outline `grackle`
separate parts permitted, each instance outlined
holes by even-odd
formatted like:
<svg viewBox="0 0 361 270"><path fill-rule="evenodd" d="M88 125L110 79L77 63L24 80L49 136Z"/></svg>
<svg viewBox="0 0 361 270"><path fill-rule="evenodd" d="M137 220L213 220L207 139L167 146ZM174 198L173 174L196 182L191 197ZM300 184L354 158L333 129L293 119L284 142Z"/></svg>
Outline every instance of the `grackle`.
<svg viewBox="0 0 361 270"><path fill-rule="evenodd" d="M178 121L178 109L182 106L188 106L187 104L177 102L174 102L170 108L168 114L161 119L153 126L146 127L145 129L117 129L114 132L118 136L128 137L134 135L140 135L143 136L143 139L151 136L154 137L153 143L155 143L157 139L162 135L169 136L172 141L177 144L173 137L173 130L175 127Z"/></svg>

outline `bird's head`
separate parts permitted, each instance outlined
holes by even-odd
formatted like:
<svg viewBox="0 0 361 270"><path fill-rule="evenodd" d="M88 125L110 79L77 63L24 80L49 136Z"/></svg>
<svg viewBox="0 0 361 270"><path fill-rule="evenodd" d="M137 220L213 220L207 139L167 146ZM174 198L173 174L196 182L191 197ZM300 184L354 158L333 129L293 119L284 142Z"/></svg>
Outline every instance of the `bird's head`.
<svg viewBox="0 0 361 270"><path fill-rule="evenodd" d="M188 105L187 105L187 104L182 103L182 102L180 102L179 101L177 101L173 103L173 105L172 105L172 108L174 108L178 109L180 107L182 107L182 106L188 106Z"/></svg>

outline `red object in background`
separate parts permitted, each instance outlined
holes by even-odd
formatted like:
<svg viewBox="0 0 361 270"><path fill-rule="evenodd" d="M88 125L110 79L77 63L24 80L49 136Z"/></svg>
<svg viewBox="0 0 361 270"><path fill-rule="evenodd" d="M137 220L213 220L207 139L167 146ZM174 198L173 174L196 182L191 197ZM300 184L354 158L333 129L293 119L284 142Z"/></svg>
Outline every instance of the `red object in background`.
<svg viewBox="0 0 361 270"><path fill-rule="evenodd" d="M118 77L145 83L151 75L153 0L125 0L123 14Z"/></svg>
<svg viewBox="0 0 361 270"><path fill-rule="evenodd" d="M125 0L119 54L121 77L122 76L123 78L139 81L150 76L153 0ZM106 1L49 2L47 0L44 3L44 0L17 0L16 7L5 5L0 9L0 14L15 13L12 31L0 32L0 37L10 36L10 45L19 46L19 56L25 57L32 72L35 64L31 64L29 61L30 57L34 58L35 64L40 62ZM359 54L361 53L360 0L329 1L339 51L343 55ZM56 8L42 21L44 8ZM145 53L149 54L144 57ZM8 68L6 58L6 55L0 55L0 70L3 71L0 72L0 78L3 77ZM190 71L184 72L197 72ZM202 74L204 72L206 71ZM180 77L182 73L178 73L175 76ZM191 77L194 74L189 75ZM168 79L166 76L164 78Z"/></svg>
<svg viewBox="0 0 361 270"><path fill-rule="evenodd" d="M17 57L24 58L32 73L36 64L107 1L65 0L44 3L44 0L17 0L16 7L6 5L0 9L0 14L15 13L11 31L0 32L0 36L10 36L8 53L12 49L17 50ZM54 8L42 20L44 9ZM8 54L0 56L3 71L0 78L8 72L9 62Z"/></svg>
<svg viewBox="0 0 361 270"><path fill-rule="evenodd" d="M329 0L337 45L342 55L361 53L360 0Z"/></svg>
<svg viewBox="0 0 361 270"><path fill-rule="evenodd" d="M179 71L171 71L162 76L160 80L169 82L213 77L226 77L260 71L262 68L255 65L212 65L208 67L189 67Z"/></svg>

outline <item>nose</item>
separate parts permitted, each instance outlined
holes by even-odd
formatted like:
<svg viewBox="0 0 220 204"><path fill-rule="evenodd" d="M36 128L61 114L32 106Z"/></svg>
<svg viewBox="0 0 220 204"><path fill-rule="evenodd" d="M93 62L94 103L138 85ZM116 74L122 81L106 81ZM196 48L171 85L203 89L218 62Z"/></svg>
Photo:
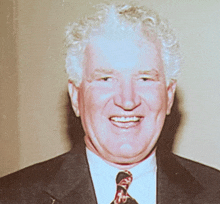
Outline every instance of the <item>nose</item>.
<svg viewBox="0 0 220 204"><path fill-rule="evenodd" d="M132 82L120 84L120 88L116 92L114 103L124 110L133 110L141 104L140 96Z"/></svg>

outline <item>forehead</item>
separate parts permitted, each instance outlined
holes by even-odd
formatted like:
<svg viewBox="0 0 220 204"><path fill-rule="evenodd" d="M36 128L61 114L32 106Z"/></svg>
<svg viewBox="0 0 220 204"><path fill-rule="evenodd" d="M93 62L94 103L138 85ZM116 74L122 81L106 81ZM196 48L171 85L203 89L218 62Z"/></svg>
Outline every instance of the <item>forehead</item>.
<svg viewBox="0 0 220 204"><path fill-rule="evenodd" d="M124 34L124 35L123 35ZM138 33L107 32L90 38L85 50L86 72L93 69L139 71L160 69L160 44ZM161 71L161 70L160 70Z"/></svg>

• • •

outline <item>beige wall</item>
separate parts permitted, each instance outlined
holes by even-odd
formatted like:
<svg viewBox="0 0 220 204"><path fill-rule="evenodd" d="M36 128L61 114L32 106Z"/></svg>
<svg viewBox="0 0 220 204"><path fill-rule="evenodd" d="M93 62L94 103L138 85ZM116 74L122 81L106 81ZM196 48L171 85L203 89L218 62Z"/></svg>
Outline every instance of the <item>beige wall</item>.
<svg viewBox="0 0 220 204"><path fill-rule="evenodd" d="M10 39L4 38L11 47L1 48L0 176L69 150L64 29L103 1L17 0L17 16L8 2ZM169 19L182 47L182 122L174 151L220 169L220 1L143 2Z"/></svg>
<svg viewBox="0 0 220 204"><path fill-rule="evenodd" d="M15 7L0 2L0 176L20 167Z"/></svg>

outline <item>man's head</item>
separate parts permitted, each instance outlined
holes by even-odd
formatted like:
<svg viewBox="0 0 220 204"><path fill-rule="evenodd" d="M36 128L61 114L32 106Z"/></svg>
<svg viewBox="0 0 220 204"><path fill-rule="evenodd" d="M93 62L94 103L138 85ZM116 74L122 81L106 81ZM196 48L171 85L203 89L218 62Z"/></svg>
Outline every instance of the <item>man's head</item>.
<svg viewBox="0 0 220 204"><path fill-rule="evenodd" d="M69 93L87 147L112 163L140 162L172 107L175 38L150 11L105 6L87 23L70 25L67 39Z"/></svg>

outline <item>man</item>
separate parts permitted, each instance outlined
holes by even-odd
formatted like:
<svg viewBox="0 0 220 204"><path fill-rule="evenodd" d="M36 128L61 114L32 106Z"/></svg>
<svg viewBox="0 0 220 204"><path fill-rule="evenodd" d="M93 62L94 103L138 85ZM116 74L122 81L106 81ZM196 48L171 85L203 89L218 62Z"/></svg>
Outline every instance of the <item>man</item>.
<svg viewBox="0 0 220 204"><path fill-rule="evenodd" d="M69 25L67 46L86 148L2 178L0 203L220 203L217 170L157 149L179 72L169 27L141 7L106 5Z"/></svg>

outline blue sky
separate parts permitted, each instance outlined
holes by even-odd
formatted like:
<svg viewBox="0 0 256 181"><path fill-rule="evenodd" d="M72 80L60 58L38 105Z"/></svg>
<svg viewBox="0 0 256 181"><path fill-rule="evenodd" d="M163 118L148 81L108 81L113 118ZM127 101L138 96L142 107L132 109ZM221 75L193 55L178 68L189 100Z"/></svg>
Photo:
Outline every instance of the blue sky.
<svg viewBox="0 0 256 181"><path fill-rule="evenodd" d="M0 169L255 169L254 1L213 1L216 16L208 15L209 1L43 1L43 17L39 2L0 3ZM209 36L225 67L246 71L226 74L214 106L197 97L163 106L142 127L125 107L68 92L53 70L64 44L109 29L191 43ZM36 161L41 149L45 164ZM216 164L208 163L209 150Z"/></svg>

• • •

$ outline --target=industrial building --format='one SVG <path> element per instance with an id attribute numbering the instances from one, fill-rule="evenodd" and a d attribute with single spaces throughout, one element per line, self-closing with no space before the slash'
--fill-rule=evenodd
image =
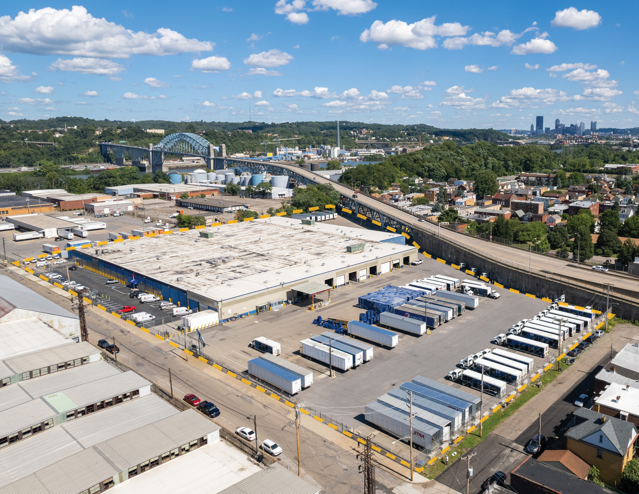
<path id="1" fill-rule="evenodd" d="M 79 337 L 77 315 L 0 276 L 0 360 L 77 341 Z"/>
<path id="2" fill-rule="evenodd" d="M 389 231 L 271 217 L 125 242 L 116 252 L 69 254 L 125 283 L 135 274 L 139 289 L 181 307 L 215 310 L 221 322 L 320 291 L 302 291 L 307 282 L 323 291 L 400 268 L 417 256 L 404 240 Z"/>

• • •

* [Your task]: Arrange the records from the line with "before the slash'" up to and including the line with "79 337 L 77" as a two-column CSV with the columns request and answer: one row per request, with its text and its answer each in one quoted field and line breaks turned into spaces. Leave the pictures out.

* [Full response]:
request,answer
"$ outline --target=industrial building --format='one SVG <path> element per instance with an id attribute numbering the instances from one, fill-rule=""evenodd"" and a d attribute with single spaces throughout, one element per line, self-closing with no space before the slash' --fill-rule=evenodd image =","<path id=""1"" fill-rule=""evenodd"" d=""M 79 337 L 77 315 L 0 276 L 0 360 L 77 341 Z""/>"